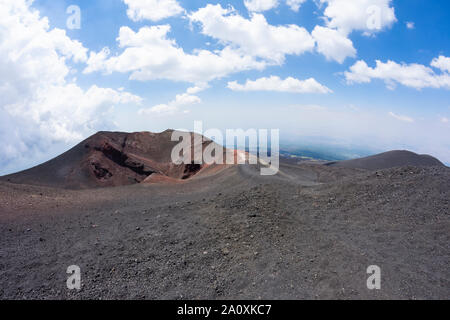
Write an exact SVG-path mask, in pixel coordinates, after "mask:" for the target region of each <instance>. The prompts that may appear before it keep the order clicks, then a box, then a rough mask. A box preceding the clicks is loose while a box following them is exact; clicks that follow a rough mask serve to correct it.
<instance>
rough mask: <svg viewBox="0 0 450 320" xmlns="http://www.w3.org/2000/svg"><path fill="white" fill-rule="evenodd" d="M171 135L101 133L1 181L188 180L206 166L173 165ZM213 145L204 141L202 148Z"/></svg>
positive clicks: (60, 181) (93, 182) (196, 173)
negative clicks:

## Task goal
The records above are to be repeated exactly, with every picture removed from the copy.

## Expected answer
Write an exact SVG-path mask, in pixel coordinates, after "mask:" for the target region of each <instance>. The prompts that may appear before it keep the order clicks, then a box, then a rough mask. A box preceding the clicks is loose while a box following them is exact; clicks that follow a rough mask serve to correct it.
<instance>
rough mask: <svg viewBox="0 0 450 320" xmlns="http://www.w3.org/2000/svg"><path fill="white" fill-rule="evenodd" d="M171 135L101 133L1 181L188 180L206 166L173 165ZM213 145L204 141L202 148Z"/></svg>
positive clicks: (60, 181) (93, 182) (196, 173)
negative clicks:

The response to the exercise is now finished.